§ Exercise instructions: Look through the data below and show every line that includes "blue".

§ Information shown:
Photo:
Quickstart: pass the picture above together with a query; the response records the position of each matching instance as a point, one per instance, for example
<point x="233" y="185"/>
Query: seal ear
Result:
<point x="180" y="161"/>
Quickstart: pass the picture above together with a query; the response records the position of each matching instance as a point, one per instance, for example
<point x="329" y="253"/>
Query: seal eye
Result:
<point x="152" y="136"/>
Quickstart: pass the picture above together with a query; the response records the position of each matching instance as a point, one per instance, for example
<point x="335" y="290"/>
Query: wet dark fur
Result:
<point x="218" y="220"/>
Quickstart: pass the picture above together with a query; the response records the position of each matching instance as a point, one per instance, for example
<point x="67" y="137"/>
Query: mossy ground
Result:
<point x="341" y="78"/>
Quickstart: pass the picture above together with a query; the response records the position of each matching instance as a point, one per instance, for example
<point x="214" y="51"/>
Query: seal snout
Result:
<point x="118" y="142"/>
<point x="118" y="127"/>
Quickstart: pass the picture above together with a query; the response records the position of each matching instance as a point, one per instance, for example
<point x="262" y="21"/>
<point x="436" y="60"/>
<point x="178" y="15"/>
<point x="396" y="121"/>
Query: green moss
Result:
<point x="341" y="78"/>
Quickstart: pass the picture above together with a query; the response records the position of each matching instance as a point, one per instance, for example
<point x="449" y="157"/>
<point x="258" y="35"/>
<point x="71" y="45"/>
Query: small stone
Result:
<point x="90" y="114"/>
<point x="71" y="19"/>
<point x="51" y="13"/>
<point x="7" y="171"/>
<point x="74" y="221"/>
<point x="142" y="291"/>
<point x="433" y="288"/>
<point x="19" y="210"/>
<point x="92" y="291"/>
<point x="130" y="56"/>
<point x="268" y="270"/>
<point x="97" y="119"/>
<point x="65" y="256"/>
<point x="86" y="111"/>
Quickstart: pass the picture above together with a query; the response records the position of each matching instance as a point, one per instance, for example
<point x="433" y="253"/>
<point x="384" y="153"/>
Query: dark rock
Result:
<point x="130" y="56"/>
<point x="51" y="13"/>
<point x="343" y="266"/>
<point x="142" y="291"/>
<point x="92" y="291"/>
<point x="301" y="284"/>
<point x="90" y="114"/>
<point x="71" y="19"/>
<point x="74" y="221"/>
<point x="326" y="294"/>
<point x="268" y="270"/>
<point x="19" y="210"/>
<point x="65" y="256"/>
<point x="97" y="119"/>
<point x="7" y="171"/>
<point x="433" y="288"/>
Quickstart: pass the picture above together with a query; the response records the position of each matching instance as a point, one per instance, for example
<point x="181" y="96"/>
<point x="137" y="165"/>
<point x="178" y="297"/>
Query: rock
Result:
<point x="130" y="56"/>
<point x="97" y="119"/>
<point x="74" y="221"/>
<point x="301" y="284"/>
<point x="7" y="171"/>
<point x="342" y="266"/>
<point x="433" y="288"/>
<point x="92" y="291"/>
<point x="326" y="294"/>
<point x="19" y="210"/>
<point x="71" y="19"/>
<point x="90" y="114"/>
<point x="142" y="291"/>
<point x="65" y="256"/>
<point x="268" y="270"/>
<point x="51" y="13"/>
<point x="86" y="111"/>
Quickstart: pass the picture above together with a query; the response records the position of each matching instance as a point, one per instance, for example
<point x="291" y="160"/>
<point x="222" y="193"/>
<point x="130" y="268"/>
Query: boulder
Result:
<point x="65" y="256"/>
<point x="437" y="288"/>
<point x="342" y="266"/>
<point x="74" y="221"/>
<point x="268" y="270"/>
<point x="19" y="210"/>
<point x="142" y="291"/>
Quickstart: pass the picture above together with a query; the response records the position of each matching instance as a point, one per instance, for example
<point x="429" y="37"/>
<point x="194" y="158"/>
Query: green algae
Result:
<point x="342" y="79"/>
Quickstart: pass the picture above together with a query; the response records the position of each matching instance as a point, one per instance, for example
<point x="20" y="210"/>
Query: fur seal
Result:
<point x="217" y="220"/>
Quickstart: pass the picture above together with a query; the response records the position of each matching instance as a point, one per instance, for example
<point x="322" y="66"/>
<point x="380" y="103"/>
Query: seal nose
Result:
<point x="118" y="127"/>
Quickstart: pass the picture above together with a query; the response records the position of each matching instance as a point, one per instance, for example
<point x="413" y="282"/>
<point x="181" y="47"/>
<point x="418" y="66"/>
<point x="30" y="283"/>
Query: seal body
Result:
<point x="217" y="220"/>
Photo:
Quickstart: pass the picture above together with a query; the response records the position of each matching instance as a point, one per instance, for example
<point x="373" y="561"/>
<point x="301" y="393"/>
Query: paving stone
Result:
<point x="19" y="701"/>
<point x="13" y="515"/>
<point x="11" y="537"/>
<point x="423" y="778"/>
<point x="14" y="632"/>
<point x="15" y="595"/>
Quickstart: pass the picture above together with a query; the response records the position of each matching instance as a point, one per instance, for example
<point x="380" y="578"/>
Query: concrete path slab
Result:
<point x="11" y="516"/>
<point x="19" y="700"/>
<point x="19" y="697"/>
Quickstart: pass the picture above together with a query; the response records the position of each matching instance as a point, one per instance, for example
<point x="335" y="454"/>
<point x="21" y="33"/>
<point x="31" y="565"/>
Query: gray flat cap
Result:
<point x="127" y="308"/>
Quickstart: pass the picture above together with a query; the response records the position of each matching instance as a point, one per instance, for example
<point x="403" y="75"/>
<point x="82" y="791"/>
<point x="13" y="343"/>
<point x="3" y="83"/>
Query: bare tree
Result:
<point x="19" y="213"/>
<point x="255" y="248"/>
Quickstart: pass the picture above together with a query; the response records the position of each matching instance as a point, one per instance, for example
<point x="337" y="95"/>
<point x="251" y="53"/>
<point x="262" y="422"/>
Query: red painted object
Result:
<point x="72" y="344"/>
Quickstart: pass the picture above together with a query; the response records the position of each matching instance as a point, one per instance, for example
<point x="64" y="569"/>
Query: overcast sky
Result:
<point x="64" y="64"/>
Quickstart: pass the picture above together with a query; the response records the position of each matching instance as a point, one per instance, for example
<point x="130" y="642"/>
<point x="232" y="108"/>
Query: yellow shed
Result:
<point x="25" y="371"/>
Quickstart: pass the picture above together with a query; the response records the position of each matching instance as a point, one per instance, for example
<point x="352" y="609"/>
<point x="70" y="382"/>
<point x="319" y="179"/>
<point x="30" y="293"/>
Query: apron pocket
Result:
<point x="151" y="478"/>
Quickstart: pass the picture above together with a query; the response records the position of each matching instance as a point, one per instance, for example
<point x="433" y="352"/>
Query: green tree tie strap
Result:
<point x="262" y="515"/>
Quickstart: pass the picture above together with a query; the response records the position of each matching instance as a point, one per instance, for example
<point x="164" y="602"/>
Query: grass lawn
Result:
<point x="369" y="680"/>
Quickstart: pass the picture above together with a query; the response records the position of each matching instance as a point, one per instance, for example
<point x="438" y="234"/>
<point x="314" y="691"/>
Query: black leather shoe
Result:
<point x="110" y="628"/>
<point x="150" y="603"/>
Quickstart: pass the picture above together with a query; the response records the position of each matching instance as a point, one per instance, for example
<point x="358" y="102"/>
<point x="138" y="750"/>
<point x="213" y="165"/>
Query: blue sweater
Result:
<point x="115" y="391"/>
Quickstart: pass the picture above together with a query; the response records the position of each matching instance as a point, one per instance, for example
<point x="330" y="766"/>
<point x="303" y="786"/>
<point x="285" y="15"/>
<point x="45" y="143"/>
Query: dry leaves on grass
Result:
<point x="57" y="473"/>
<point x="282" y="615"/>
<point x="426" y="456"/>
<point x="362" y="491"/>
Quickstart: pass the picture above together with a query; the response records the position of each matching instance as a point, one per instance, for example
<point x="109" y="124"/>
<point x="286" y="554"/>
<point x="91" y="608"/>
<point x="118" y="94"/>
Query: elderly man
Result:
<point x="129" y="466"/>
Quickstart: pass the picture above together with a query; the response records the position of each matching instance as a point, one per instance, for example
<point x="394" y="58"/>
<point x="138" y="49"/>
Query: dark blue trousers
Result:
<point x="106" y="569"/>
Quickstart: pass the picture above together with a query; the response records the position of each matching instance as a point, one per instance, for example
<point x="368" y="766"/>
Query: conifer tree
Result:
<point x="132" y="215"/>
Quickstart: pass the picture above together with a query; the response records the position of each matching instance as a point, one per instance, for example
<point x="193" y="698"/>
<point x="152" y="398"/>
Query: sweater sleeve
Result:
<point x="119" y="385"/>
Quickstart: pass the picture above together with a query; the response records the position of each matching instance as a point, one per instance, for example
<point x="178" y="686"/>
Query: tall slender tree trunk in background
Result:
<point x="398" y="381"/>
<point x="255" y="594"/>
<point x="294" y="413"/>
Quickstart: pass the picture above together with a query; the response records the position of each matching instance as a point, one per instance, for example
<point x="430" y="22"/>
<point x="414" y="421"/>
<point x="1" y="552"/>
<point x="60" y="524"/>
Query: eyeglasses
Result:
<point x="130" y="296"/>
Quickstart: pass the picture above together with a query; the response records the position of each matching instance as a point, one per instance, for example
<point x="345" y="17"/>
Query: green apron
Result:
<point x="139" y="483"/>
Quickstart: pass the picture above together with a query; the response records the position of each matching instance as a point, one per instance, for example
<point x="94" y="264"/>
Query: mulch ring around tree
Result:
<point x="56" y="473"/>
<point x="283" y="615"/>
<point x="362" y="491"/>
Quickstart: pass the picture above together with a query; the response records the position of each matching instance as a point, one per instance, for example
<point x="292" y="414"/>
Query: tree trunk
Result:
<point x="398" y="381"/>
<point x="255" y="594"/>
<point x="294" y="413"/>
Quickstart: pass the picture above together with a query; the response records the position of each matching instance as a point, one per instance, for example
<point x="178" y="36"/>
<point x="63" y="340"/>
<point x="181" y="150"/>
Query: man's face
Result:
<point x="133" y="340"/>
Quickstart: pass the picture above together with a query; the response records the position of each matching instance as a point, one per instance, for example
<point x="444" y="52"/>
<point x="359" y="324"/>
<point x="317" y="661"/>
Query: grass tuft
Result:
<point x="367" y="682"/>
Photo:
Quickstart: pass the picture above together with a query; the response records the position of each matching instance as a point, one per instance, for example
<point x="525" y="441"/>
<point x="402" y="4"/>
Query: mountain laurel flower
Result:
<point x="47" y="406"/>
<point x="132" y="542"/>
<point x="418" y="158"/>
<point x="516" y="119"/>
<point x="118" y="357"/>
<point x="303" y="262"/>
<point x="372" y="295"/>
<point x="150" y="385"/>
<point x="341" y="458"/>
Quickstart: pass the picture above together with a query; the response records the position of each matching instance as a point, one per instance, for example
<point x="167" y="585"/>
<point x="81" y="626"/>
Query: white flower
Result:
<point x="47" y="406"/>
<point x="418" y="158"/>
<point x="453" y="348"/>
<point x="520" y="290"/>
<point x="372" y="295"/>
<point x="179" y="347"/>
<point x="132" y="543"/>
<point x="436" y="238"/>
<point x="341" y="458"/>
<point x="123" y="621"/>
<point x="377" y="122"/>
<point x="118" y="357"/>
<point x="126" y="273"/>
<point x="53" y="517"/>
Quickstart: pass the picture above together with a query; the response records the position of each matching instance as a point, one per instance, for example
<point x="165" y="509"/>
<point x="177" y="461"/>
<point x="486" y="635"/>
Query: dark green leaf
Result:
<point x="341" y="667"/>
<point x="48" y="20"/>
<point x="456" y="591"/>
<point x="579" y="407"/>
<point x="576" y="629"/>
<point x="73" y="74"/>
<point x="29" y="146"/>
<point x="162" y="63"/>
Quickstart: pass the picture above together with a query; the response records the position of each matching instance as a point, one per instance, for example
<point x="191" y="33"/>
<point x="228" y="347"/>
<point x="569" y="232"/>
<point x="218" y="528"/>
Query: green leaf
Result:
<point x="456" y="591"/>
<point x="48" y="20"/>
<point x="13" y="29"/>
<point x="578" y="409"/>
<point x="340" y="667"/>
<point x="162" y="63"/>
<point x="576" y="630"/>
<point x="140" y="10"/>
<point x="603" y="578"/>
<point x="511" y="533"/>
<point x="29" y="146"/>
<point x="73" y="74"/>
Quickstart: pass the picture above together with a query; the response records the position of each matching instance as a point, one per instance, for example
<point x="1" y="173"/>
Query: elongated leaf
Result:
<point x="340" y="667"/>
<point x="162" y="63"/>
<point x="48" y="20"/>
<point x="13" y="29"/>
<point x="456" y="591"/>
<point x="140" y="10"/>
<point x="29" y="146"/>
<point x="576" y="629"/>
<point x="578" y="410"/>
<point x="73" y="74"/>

§ Exercise response:
Query: blue sweater
Query: dark blue trousers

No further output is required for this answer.